* CHALLENGE
Please format the rows below as a JSON list of strings, with one string per line and any blank lines left out.

* DATASET
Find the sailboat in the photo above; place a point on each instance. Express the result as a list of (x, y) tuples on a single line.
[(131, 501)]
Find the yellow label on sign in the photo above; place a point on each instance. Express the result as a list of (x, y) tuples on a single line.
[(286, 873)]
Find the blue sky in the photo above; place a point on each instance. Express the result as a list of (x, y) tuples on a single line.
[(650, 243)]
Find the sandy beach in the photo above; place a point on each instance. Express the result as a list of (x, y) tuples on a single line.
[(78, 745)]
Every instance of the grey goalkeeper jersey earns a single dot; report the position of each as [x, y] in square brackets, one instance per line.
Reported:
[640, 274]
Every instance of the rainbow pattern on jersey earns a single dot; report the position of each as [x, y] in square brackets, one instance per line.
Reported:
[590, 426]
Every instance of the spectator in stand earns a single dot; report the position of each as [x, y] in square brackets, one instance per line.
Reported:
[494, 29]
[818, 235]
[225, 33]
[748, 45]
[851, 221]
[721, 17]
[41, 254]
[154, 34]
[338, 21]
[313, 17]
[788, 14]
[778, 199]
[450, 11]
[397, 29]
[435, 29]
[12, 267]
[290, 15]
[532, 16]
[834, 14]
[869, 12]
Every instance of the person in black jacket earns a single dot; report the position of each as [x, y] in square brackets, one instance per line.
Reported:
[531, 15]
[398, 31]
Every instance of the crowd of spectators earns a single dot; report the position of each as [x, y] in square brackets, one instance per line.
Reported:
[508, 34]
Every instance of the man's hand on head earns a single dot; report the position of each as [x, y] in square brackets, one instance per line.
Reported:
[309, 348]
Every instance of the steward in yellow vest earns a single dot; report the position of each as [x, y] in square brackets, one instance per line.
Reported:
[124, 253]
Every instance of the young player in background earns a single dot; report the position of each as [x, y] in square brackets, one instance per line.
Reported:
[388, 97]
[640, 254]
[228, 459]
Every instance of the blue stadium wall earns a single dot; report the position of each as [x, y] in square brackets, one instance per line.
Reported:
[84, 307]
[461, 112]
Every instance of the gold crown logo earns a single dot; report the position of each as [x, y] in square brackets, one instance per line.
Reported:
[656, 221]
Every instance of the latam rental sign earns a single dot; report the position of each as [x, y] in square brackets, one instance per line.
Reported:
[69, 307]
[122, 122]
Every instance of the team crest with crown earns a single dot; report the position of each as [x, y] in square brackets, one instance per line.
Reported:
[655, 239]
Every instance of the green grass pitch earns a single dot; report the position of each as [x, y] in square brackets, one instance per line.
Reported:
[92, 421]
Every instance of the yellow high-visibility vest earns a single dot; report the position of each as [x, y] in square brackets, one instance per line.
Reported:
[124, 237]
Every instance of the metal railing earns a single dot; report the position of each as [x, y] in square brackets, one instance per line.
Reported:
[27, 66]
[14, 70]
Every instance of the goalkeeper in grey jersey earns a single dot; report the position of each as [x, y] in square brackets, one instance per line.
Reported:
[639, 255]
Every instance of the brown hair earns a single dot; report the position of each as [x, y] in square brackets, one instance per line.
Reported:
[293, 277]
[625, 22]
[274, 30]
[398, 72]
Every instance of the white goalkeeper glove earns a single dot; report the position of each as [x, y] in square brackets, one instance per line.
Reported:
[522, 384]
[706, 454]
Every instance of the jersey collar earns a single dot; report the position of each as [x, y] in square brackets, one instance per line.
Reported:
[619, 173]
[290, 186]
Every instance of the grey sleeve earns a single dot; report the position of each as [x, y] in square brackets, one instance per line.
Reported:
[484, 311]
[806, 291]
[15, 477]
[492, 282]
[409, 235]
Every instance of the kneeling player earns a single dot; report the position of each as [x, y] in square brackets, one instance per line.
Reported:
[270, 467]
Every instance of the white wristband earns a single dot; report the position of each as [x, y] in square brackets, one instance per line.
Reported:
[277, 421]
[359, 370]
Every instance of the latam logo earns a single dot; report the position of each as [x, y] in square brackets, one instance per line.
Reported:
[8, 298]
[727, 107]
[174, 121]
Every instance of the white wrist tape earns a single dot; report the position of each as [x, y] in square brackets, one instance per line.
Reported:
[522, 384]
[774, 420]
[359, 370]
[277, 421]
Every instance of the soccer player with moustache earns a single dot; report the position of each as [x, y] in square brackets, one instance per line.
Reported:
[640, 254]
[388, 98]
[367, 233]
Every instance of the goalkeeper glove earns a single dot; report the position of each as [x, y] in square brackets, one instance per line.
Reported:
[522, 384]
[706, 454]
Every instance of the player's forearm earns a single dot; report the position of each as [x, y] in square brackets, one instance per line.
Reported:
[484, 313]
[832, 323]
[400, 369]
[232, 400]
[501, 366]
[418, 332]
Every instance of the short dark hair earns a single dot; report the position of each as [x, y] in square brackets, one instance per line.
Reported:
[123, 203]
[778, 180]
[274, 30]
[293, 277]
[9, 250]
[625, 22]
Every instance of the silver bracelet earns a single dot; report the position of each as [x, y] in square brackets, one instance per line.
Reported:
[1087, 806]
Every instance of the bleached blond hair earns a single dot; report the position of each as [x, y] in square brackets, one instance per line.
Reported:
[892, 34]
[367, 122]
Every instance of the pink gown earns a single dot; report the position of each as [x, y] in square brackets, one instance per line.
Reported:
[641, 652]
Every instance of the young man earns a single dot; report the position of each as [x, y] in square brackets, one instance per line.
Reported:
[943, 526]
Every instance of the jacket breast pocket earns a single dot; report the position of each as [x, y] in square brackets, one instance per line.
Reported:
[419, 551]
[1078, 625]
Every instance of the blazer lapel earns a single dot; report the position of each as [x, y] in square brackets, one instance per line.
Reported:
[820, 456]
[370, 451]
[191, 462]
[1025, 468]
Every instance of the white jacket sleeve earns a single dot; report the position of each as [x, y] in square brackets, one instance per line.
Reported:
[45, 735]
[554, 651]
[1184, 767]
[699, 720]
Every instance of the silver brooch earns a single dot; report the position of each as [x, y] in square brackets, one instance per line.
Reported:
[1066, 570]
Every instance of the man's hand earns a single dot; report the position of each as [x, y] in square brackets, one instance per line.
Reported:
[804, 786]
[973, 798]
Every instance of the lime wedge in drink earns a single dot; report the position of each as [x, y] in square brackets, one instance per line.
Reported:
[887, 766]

* EXERCISE RESPONSE
[
  "Find the sailboat in the photo above; place a point on each instance. Express the result as a list of (x, y) tuples on a single line.",
  "[(131, 501)]",
  "Find the yellow label on sign in the photo above; place a point on each instance. Express the result as a list of (x, y) tuples on a single line.",
  "[(286, 873)]",
  "Find the blue sky in the photo above; place a point on each instance. Express the result as a list of (x, y) tuples on a single line.",
  "[(650, 243)]",
  "Find the sandy beach in the photo above; place a point on each instance. Express the result as a list of (x, y) tuples on a single line.",
  "[(78, 745)]",
  "Every instance of the grey goalkeeper jersey earns a single dot; report the position of each as [x, y] in square brackets, one instance per line.",
  "Reported:",
  "[640, 274]",
  "Every instance of the rainbow pattern on jersey earns a single dot; report the position of each as [x, y] in square brackets, one instance per line.",
  "Reported:",
  "[590, 426]",
  "Every instance of the spectator in stand earns a single dot; report the position of each as [x, y] in square brackets, one instance per line.",
  "Reported:",
  "[494, 29]",
  "[818, 235]",
  "[225, 33]",
  "[748, 45]",
  "[851, 221]",
  "[721, 17]",
  "[41, 254]",
  "[154, 34]",
  "[338, 21]",
  "[313, 17]",
  "[788, 14]",
  "[778, 199]",
  "[450, 11]",
  "[397, 29]",
  "[435, 29]",
  "[12, 267]",
  "[290, 15]",
  "[532, 16]",
  "[834, 14]",
  "[869, 12]",
  "Every instance of the person in black jacket earns a single dot; report the position of each as [x, y] in square brackets, one instance per line.",
  "Reported:",
  "[531, 15]",
  "[398, 31]",
  "Every instance of the crowd of spectators earns a single dot; report the position of each as [x, y] in square brackets, one instance per line.",
  "Reported:",
  "[508, 34]",
  "Every instance of the man's hand on head earns a single dot; report the position of each as [x, y] in square brackets, one instance per line.",
  "Reported:",
  "[309, 348]",
  "Every instance of the steward in yellow vest earns a single dot; report the position of each as [x, y] in square brackets, one instance per line.",
  "Reported:",
  "[124, 253]",
  "Every instance of the young player in background earns a single dot; report the position of each as [x, y] in square brackets, one instance per line.",
  "Reported:",
  "[388, 97]",
  "[640, 254]",
  "[228, 459]",
  "Every instance of the blue stadium wall earns a single dot; report the position of each as [x, y] in square brackets, one instance per line.",
  "Reported:",
  "[84, 307]",
  "[461, 112]",
  "Every instance of the gold crown logo earns a single dot; report the position of each as [x, y] in square brackets, one instance per line.",
  "Reported:",
  "[656, 221]",
  "Every instance of the latam rental sign earns a single dot; report the position of each as [x, y] in square brackets, one instance per line.",
  "Reported:",
  "[69, 307]",
  "[122, 122]",
  "Every instance of the team crest with crown earns a single dot; report the position of each as [x, y] in square brackets, one instance per line.",
  "Reported:",
  "[655, 239]",
  "Every instance of the green grass pitch earns a single dot; report the position of each as [x, y] in square brackets, one instance per line.",
  "Reported:",
  "[92, 421]",
  "Every instance of the yellow high-visibility vest earns a single dot; report the position of each as [x, y] in square brackets, one instance per line.",
  "Reported:",
  "[124, 237]",
  "Every instance of the metal railing earns a single dot; report the position of each as [x, y] in square brackets, one instance per line.",
  "Reported:",
  "[27, 66]",
  "[14, 70]",
  "Every instance of the goalkeeper in grey jersey earns a single dot; report the position of each as [x, y] in square brackets, one instance per line.",
  "Reported:",
  "[639, 255]",
  "Every instance of the brown hair earns a single dot; report the position of each as [x, y] in square brackets, one instance per line.",
  "Reported:",
  "[293, 277]",
  "[625, 22]",
  "[274, 30]",
  "[398, 72]",
  "Every instance of the white goalkeeper glove earns a single dot; report the position of each as [x, y] in square brackets, one instance per line.",
  "Reported:",
  "[522, 384]",
  "[706, 454]",
  "Every instance of the jersey collar earns a single dot; report the position of each as [x, y] in square brackets, one instance per line.",
  "Reported:",
  "[619, 173]",
  "[290, 186]",
  "Every instance of the grey sleeve earns a single dot; report the position of each as [x, y] in square brackets, one instance per line.",
  "Reported:",
  "[484, 311]",
  "[806, 291]",
  "[15, 477]",
  "[492, 282]",
  "[409, 235]",
  "Every instance of the kneeling player earns a single dot; report the position of each as [x, y] in square brackets, one instance per line.",
  "Reported:",
  "[270, 467]",
  "Every instance of the white wristband earns a single dot; report the position of each as [x, y] in square brackets, one instance per line.",
  "Reported:",
  "[277, 421]",
  "[359, 370]",
  "Every instance of the latam logo earns a single dot; report the position of each as [x, y] in square brackets, one instance per line.",
  "Reported:",
  "[8, 298]",
  "[727, 107]",
  "[174, 121]",
  "Every instance of the white wrist tape earns a single dot; report the position of each as [x, y] in square brackets, one instance per line.",
  "Reported:",
  "[522, 384]",
  "[774, 420]",
  "[359, 370]",
  "[277, 421]",
  "Every instance of the soccer player with moustache earns a single dot; report the position of each as [x, y] in square brackets, one instance per line.",
  "Reported:",
  "[640, 254]",
  "[388, 98]",
  "[367, 233]",
  "Every instance of the goalkeeper glove earns a single dot; report the position of each as [x, y] in square brackets, one instance per line.",
  "Reported:",
  "[522, 384]",
  "[706, 454]",
  "Every instance of the player's forearm earns a single dot; report the position of each as [x, y] in square brackets, one instance per line.",
  "Reported:",
  "[484, 313]",
  "[832, 323]",
  "[400, 369]",
  "[232, 400]",
  "[501, 366]",
  "[418, 332]",
  "Every instance of the short dark hair earns a single dot; report the position of each as [x, y] in square brackets, one instance per line.",
  "Reported:",
  "[123, 203]",
  "[778, 180]",
  "[274, 30]",
  "[293, 277]",
  "[9, 250]",
  "[625, 22]",
  "Every instance of the silver bracelet earns a single dot; report the position of each as [x, y] in square brackets, one instance per line.",
  "Reported:",
  "[1087, 806]",
  "Every instance of the bleached blond hair earns a single dot; report the position of each as [x, y] in square brackets, one instance per line.",
  "Reported:",
  "[892, 34]",
  "[367, 122]",
  "Every instance of the pink gown earns a single dot; report the position of each as [x, y] in square brackets, one instance per line.",
  "Reported:",
  "[641, 652]",
  "Every instance of the young man earns a single dot; report the position of each as [x, y] in square brackets, one instance per line.",
  "Reported:",
  "[943, 526]",
  "Every instance of the jacket breast pocket earns a single dot; report the position of each as [x, y] in square brackets, one instance per line.",
  "Reported:",
  "[419, 551]",
  "[1078, 625]",
  "Every instance of the blazer lapel earns a single dot; report the position of each as [x, y] in square brackets, one instance per line.",
  "Reported:",
  "[820, 456]",
  "[370, 451]",
  "[191, 462]",
  "[1025, 468]",
  "Every instance of the white jacket sleeve earns a single dot; report the position of each as [x, y] in square brackets, one instance per line.",
  "Reported:",
  "[45, 735]",
  "[554, 651]",
  "[1184, 767]",
  "[699, 720]",
  "Every instance of the silver brooch earns a single dot; report the position of each as [x, y] in square brackets, one instance per line.",
  "Reported:",
  "[1066, 570]",
  "Every instance of the man's hand earns a single dot; report the position of each as [x, y] in square brackets, one instance per line.",
  "Reported:",
  "[804, 786]",
  "[973, 798]",
  "Every instance of the lime wedge in drink earns a single dot; report the position of each as [x, y] in square brackets, one instance per line.",
  "Reported:",
  "[887, 766]"
]